### TRECHO FORNECIDO ###
A proposta de horizonte móvel se estrutura no sentido de garantir a atualização permanente do exercício prospectivo em decorrência de alterações conjunturais significativas tanto no campo social, econômico e político, bem como resultante de inovações e descobertas relevantes para os cuidados de saúde. Fundamentalmente,buscam-se identificar os desvios para aproximação ou afastamento do que chamamos de horizonte desejável e possível, que configuraria um olhar “otimista” para o futuro.A atual conjuntura econômica e política, a nível internacional

e nacional, indica quase uma certeza de que, nos próximos vinte anos, estaremos nos afastando de maneira significativa do que se apresentava como desejável e possível na primeira rodada do projeto. O horizonte traçado como pessimista e plausível apresenta-se hoje como o mais provável. O distanciamento das projeções iniciais de crescimento econômico do país diminui radicalmente as possibilidades de que se processem os investimentos para redução das iniquidades no acesso aos serviços de saúde e para que se atendam as necessidades correntes de custeio. Tudo isso provocará um grau importante de degradação de recursos existentes e aprofundará a estratificação social do acesso. O estrangulamento fiscal e a disputa por sua partilha comprometerá esforços de ampliação da base contributiva para o setor.

Da mesma forma, é possível prever um acirramento da competição entre os entes federados, dificultando os esforços de integração e cooperação. Consequências negativas também podem ser antecipadas nos esforços para fortalecimento da base produtiva setorial no curto prazo, que podem comprometer a capacidade de inovação e autonomia desejadas para o futuro. Entretanto, afortunadamente, embora reduzidas, não me parecem esgotadas as possibilidades de, em quatro a cinco anos, podermos redesenhar um horizonte, digamos, “mais colorido”.

O texto “Princípios do Sistema de Saúde Brasileiro”, publicado no terceiro volume do livro “A saúde no Brasil em 2030”, aponta que a classe trabalhadora, os profissionais de saúde e mesmo os servidores públicos já não são agentes estratégicos de uma política de saúde universal e equitativa. Qual seria o caminho de mobilização da sociedade pelo SUS?
### DADOS FORNECIDOS ###
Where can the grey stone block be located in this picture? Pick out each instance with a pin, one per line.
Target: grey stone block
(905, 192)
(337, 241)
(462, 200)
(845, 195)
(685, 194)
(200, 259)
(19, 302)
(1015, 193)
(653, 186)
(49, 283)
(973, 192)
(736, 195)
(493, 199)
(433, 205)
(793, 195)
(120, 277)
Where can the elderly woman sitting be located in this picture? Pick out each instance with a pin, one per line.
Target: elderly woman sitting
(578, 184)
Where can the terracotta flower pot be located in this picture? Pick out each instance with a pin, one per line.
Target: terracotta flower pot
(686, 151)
###
### DADOS FORNECIDOS ###
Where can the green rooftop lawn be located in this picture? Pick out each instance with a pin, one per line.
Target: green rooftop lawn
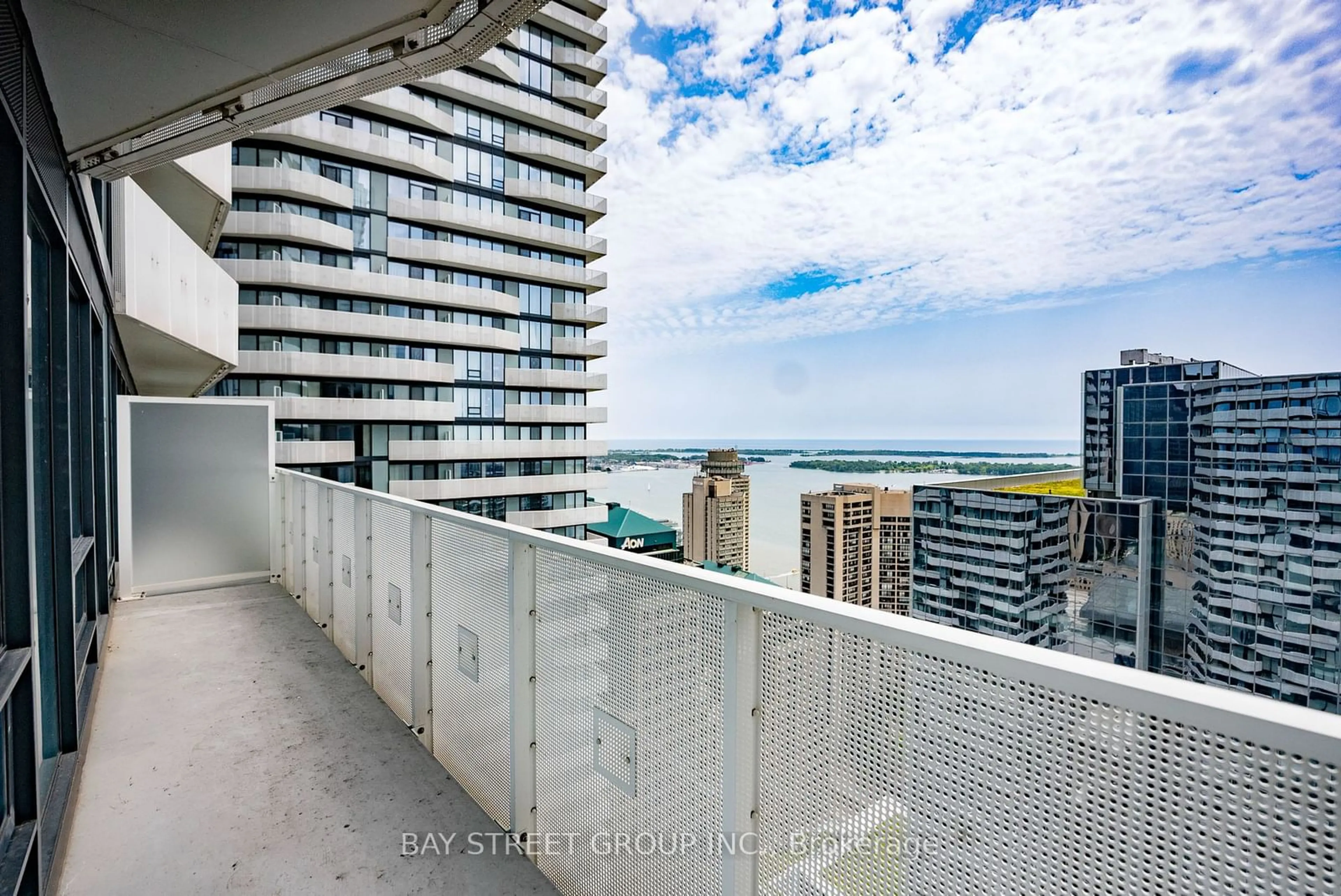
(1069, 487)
###
## O QUE SE PEDE
Segundo o trecho sobre o futuro da saúde no Brasil, qual horizonte se apresenta hoje como o mais provável?

## RESPOSTA
O horizonte traçado como pessimista e plausível.